GIVEN INSTRUCTION A ▸ According to the PostgreSQL backup guide, which user does the Barman documentation say Barman should run as?
GIVEN INSTRUCTION B ▸ Please pick up the PostgreSQL backup guide from the point where it stops and write the next part.

··· GIVEN PASSAGE

How to automate backups of a PostgreSQL server using Barman/barman-cloud-backup to S3

2023-11-08

I was surprised not to find many up to date instructions on this. I have a few basic requirements:

Back up daily to an S3 bucket
Keep a certain number of backups
Run automatically, preferably using systemd not cron as it’s easier to set up and troubleshoot
Use a user with least privileges on the database, operating system, and in AWS/S3
Send the results of each backup activity to healthchecks.io

After a bit of playing around, I decided to use Barman for the backups – it’s significantly easier to configure and use than pgBackRest and has native support for backing up to S3, point-in-time restore, and more. The major downside compared to, say, running pg_dump every night, is that it requires an identical setup to restore to – identical hardware and PostgreSQL version. Least privileges in the database is tricky – to be able to back up things like roles, the account basically needs full access to all schemas. The Barman documentation says that it should run as the same user as PostgresQL, postgres.

Step 1: Create an S3 bucket

This one’s pretty simple. Just follow the instructions on the Amazon website.

Step 2: Create an IAM Policy to grant access to the bucket

We use an IAM role to provide only the specific access that the service account needs. Go to the IAM console, select “Policies” on the left, and “Create new”. This is the template. Substitute <container_name> for your container name, obviously:

{
    "Version": "2012-10-17",
    "Statement": [
        {
            "Sid": "VisualEditor0",
            "Effect": "Allow",
            "Action": [
                "s3:PutObject",
                "s3:GetObject",
                "s3:DeleteObject",
                "s3:PutObjectAcl"

······
··· DATA PROVIDED

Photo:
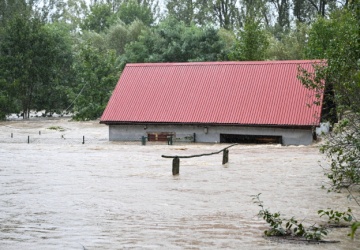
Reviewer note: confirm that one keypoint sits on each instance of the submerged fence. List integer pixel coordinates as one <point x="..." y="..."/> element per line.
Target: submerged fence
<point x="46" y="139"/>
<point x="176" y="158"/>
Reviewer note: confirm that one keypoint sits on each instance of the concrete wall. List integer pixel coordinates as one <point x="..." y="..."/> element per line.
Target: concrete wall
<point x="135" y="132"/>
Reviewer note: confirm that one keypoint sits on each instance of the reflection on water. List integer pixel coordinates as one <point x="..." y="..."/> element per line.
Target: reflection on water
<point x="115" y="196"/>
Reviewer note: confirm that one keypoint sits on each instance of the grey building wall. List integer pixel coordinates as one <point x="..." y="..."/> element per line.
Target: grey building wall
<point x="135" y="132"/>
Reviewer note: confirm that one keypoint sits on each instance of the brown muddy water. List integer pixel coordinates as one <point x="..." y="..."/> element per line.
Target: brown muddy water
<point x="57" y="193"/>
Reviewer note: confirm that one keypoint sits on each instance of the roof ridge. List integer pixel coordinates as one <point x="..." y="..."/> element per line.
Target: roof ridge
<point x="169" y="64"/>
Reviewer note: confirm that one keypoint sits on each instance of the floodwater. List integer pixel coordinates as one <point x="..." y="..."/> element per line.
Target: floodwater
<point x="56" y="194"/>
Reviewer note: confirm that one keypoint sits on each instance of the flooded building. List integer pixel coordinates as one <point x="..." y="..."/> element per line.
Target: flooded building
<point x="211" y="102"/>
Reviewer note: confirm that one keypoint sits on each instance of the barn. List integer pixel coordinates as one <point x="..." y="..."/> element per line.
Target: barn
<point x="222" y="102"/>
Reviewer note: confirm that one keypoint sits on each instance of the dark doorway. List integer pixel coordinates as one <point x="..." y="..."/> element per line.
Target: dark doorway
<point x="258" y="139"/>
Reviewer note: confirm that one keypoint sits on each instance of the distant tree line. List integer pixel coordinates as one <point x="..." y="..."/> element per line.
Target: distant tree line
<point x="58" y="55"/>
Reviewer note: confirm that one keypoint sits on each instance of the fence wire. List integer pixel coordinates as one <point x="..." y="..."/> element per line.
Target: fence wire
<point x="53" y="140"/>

······
··· DATA PROVIDED

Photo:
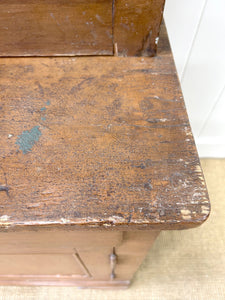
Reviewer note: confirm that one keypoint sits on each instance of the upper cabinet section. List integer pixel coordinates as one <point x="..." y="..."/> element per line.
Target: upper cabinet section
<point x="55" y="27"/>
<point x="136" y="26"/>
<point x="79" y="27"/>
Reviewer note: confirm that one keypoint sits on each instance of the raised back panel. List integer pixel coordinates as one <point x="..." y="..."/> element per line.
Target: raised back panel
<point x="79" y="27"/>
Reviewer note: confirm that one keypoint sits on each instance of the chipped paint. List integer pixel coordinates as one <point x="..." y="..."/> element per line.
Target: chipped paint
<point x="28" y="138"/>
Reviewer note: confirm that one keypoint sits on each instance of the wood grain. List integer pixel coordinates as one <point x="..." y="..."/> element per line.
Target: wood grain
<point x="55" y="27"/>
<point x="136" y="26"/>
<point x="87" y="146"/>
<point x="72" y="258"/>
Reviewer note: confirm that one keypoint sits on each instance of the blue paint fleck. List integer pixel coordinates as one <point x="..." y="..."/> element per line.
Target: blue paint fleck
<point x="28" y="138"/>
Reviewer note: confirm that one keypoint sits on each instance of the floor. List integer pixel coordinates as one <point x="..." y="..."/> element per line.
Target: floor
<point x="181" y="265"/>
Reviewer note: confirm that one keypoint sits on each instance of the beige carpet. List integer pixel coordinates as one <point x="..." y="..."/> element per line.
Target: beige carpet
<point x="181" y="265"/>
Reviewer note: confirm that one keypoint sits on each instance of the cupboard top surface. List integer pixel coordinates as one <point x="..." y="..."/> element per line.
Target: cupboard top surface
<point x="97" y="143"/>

······

TASK OUTPUT A ▸ postgres

TASK OUTPUT B ▸
            ],
            "Resource": [
                "arn:aws:s3:::<container_name>/*"
            ]
        },
        {
            "Sid": "VisualEditor1",
            "Effect": "Allow",
            "Action": [
                "s3:ListBucket"
            ],
            "Resource": [
                "arn:aws:s3:::<container_name>"
            ]
        }
    ]
}

Step 3: Create a new S3 user, assign the policy and generate credentials

In the IAM console, select Users > Create user. Give them a unique name. Do NOT grant console access. Click Next. On the “Set permissions” page, select “Attach policies directly” and attach the policy you just created. It’s easier if you “Filter by Type” and select “Customer managed”. Select Next then Review and Create. Lets assume you’ve created a user called backup_user.

Once you’ve created backup_user, click on their name in the list and go to the “Security Credentials” tab. Click “Create Access Key” and then select “Other” from the list of options. We need a long-lived key, so this is the best approach (unless you want to go and re-authenticate them every month??). Create the access key and then copy and note down both the Access Key and Secret. Do this now or you won’t be able to access them again and you’ll need to regenerate them.

Step 4: Create a new check on healthchecks.io

I use healthchecks.io to keep track of all the scheduled tasks and processes i’m expecting to run. Log in and create a new health check. Note the URL.

Step 5: Install AWS CLI on the server

I found that this mostly went as expected. I followed the instructions on the AWS website, however, as i’d hardened my server using the Ubuntu CIS hardening baseline, i had to set some additional permissions:

sudo chmod -R 755 /usr/local/aws-cli

Step 6: Authenticate your new user with IAM credentials

Run aws configure. Enter the Access Key ID and Secret Access Key recorded in the step above. This generates a file at ~/.aws/credentials which contains these details. Later we’ll copy this to our postgres user’s home directory – but first we need to test our backup.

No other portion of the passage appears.